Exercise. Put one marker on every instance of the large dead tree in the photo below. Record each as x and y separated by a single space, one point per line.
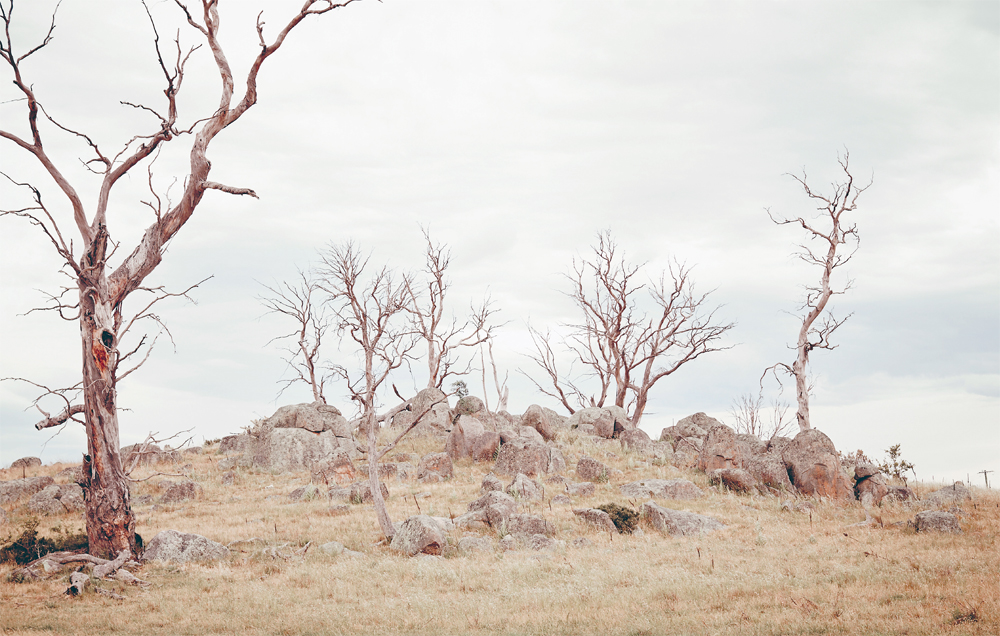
632 334
838 241
372 312
444 336
102 286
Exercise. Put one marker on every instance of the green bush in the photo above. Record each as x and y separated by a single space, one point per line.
625 519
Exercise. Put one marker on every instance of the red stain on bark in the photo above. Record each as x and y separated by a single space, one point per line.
100 356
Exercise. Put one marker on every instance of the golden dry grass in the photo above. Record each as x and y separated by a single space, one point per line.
768 572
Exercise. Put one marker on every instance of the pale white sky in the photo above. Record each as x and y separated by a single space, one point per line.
518 130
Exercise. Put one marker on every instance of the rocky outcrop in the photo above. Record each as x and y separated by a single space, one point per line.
525 489
56 500
536 418
662 488
936 521
814 466
296 449
421 534
734 479
589 469
677 522
24 464
438 417
593 421
869 484
13 490
361 492
182 547
696 426
435 467
720 449
469 405
147 455
316 417
485 447
529 457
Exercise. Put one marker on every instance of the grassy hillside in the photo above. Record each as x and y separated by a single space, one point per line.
769 572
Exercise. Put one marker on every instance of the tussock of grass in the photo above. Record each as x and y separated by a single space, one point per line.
768 572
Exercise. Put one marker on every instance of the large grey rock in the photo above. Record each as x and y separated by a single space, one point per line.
15 489
557 420
720 449
147 455
869 484
22 465
581 489
949 495
734 479
283 450
315 417
597 518
437 416
525 456
589 469
485 447
464 433
181 547
490 483
56 500
769 469
936 521
535 417
435 467
420 534
469 405
696 425
662 488
593 421
677 522
814 464
496 508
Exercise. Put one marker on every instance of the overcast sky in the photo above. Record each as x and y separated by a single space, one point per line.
515 132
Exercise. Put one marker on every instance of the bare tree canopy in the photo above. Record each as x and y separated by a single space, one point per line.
632 334
101 286
838 241
300 301
371 310
444 336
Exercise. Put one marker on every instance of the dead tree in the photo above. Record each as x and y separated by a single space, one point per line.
748 417
300 301
101 285
442 336
632 334
838 242
372 312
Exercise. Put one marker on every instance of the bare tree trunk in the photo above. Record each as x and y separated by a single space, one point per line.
110 525
384 522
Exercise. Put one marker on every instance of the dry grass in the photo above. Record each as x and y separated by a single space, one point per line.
768 572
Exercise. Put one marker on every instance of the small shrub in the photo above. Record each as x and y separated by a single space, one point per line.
625 519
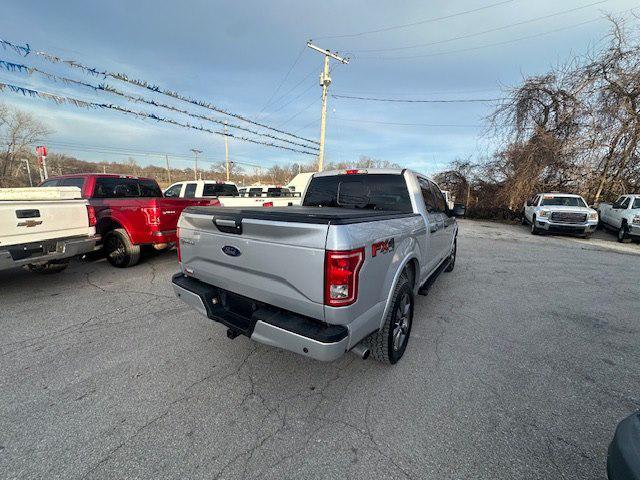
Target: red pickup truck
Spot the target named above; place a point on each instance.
(130, 212)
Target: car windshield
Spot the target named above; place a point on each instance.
(369, 192)
(219, 189)
(559, 201)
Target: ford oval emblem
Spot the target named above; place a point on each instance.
(231, 251)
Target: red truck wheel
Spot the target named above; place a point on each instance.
(120, 251)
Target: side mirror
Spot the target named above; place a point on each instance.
(458, 210)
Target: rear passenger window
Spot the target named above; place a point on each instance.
(427, 195)
(50, 183)
(72, 182)
(174, 191)
(441, 205)
(190, 190)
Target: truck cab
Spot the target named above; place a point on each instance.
(560, 213)
(623, 217)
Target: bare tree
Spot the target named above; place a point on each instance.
(18, 131)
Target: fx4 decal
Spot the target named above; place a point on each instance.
(384, 246)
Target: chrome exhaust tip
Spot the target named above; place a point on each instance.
(361, 350)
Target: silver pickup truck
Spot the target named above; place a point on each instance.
(337, 273)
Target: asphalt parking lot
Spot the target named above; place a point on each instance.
(521, 362)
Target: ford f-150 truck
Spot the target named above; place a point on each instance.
(43, 228)
(337, 273)
(560, 212)
(130, 212)
(622, 216)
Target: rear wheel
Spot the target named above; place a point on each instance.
(623, 233)
(51, 267)
(390, 342)
(120, 251)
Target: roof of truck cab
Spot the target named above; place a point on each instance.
(560, 194)
(374, 171)
(110, 175)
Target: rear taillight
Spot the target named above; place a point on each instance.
(152, 215)
(178, 244)
(341, 270)
(91, 214)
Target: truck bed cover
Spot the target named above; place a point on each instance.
(300, 214)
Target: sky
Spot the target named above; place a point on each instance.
(250, 58)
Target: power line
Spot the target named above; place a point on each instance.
(80, 103)
(484, 32)
(13, 67)
(304, 109)
(402, 100)
(444, 125)
(284, 79)
(142, 84)
(420, 22)
(506, 42)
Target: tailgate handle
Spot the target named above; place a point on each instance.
(32, 213)
(228, 225)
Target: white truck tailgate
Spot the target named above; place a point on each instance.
(34, 218)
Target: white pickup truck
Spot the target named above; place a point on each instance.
(230, 196)
(622, 216)
(43, 228)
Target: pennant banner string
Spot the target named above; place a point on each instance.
(25, 50)
(16, 67)
(59, 99)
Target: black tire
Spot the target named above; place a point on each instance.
(120, 251)
(452, 257)
(534, 230)
(51, 267)
(623, 233)
(388, 344)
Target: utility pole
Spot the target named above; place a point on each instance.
(28, 171)
(166, 159)
(226, 149)
(196, 152)
(325, 81)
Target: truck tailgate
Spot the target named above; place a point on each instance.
(280, 263)
(38, 220)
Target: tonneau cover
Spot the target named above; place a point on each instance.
(300, 214)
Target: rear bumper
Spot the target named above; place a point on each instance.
(263, 323)
(623, 458)
(47, 251)
(559, 227)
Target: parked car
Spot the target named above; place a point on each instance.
(263, 195)
(338, 273)
(201, 189)
(623, 459)
(131, 212)
(560, 212)
(622, 216)
(43, 228)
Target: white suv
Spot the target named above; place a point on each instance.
(560, 212)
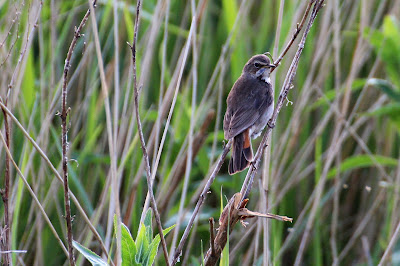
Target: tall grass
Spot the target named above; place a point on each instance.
(334, 154)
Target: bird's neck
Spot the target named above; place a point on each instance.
(265, 77)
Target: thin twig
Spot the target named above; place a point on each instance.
(142, 141)
(200, 201)
(299, 26)
(36, 200)
(282, 96)
(5, 193)
(191, 128)
(63, 116)
(212, 236)
(58, 176)
(222, 157)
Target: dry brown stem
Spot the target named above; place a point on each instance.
(233, 212)
(63, 116)
(142, 141)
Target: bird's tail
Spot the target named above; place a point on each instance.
(242, 153)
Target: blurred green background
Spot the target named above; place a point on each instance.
(335, 145)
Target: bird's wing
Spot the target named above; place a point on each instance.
(250, 102)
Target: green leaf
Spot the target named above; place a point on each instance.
(142, 244)
(154, 246)
(363, 161)
(148, 225)
(386, 87)
(128, 247)
(28, 82)
(92, 257)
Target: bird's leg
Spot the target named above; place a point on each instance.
(253, 164)
(271, 124)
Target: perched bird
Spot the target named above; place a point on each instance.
(249, 108)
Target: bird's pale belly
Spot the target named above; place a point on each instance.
(259, 125)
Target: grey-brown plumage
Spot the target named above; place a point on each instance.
(249, 108)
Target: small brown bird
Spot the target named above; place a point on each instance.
(249, 110)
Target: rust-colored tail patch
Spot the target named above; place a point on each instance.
(241, 153)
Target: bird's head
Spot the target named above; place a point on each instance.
(259, 66)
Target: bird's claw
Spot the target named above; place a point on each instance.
(270, 124)
(253, 165)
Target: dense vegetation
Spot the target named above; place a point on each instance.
(332, 164)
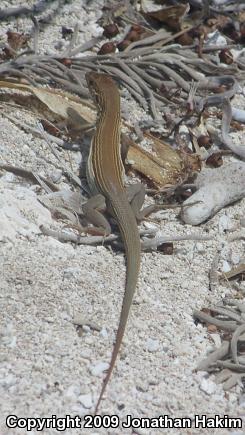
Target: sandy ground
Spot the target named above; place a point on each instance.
(49, 369)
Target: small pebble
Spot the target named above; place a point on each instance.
(86, 400)
(208, 387)
(226, 267)
(99, 368)
(152, 345)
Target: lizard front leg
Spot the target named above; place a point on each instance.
(136, 196)
(93, 211)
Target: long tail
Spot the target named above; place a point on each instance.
(130, 235)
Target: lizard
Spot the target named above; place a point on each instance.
(105, 173)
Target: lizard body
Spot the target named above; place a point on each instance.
(105, 176)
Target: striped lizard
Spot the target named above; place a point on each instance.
(105, 174)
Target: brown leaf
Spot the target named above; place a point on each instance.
(172, 15)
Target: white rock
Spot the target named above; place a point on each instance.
(99, 368)
(224, 223)
(226, 267)
(104, 333)
(86, 400)
(208, 387)
(152, 345)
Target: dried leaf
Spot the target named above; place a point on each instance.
(172, 15)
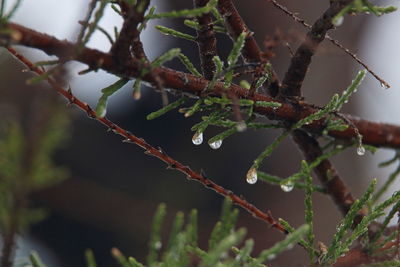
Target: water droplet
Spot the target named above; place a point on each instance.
(360, 151)
(251, 176)
(215, 145)
(384, 85)
(157, 245)
(197, 138)
(241, 126)
(287, 187)
(339, 21)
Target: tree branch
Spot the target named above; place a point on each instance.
(325, 171)
(251, 51)
(301, 60)
(152, 151)
(375, 134)
(206, 41)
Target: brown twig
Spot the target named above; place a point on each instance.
(251, 51)
(375, 134)
(152, 151)
(300, 62)
(326, 173)
(206, 41)
(309, 146)
(332, 40)
(85, 24)
(128, 34)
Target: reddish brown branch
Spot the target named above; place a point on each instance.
(152, 151)
(333, 41)
(376, 134)
(325, 171)
(129, 35)
(300, 62)
(206, 41)
(251, 51)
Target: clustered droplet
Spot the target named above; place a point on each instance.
(338, 21)
(251, 176)
(197, 138)
(384, 85)
(241, 126)
(287, 187)
(215, 145)
(360, 151)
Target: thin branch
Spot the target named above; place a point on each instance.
(332, 40)
(251, 51)
(152, 151)
(85, 24)
(129, 33)
(300, 62)
(325, 171)
(375, 134)
(206, 41)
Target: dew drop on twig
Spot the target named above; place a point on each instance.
(241, 126)
(197, 138)
(251, 176)
(360, 151)
(384, 85)
(287, 187)
(215, 145)
(339, 21)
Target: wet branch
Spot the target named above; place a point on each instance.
(152, 151)
(374, 133)
(301, 60)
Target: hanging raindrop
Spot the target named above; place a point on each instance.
(271, 257)
(197, 138)
(215, 145)
(360, 151)
(338, 21)
(287, 187)
(241, 126)
(384, 85)
(251, 176)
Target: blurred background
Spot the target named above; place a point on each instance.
(113, 189)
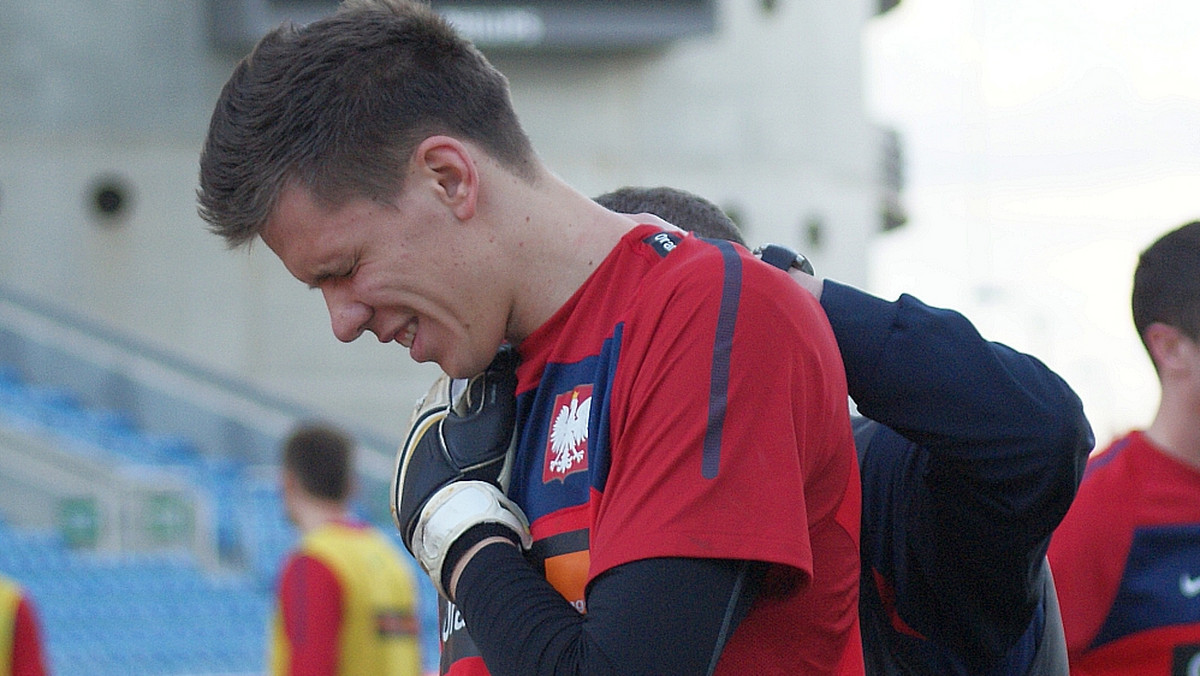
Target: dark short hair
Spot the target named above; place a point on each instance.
(1167, 282)
(322, 459)
(679, 208)
(339, 106)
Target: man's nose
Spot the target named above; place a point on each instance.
(347, 317)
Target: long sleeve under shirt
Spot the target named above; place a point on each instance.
(979, 456)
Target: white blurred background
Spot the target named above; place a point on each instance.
(1048, 143)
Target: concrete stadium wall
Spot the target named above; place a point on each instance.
(766, 117)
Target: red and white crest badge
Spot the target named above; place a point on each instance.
(567, 444)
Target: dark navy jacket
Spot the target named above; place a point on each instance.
(971, 454)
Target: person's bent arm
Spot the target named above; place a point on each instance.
(979, 459)
(651, 616)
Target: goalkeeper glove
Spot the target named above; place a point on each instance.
(454, 466)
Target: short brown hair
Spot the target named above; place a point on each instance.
(322, 459)
(339, 106)
(1167, 282)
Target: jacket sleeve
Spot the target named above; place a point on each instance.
(982, 452)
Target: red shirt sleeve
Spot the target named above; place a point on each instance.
(27, 656)
(311, 605)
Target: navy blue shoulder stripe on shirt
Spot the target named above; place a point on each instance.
(723, 345)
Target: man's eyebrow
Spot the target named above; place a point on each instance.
(323, 275)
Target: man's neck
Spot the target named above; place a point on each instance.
(315, 514)
(565, 238)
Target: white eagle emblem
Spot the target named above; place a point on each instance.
(567, 449)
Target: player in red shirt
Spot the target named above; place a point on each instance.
(1127, 556)
(21, 641)
(377, 154)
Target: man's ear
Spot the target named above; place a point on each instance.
(1164, 344)
(449, 165)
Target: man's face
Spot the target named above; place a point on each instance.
(401, 270)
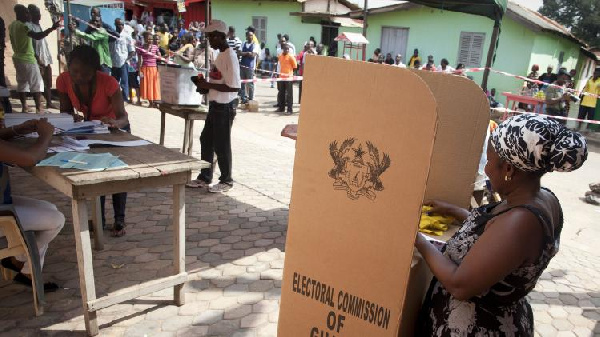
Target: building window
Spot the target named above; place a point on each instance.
(561, 59)
(260, 24)
(470, 49)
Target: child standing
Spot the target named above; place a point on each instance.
(150, 81)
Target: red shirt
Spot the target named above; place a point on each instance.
(106, 87)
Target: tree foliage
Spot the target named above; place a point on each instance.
(582, 17)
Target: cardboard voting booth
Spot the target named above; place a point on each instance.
(176, 86)
(367, 141)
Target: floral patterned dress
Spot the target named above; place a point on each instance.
(501, 311)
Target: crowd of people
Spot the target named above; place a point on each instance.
(416, 62)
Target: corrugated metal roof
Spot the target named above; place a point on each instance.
(373, 4)
(541, 22)
(520, 13)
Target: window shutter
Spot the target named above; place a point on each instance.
(260, 23)
(470, 51)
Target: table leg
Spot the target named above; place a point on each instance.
(83, 247)
(97, 223)
(162, 127)
(186, 135)
(179, 239)
(191, 137)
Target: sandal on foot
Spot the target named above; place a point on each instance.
(197, 183)
(7, 263)
(118, 230)
(49, 287)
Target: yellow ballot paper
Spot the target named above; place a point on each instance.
(365, 139)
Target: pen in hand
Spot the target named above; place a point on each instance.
(74, 161)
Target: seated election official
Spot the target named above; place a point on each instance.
(38, 216)
(97, 96)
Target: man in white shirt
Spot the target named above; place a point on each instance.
(42, 54)
(221, 88)
(233, 41)
(290, 45)
(445, 68)
(398, 62)
(121, 50)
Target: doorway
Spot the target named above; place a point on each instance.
(328, 35)
(394, 40)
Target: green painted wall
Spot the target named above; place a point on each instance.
(239, 13)
(547, 48)
(436, 32)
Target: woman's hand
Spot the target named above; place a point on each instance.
(44, 129)
(110, 122)
(77, 117)
(439, 207)
(26, 128)
(447, 209)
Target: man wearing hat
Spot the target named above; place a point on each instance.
(253, 31)
(221, 88)
(414, 58)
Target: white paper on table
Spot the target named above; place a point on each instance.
(129, 143)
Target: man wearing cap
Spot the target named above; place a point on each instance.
(414, 58)
(221, 89)
(253, 31)
(29, 78)
(398, 61)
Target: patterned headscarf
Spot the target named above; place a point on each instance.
(535, 143)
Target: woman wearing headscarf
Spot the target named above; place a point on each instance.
(485, 271)
(97, 96)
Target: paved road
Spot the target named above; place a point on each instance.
(235, 249)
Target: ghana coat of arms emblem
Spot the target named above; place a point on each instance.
(358, 168)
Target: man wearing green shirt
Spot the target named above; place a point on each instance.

++++

PROBLEM TO WORK ON => Note each line above that contains "bird" and copy it out.

ANSWER =>
Target: bird's neck
Target: bird's tail
Target: bird's wing
Target: bird's leg
Target: perched bird
Target: bird's pale belly
Target: small brown bird
Target: bird's head
Target: bird's claw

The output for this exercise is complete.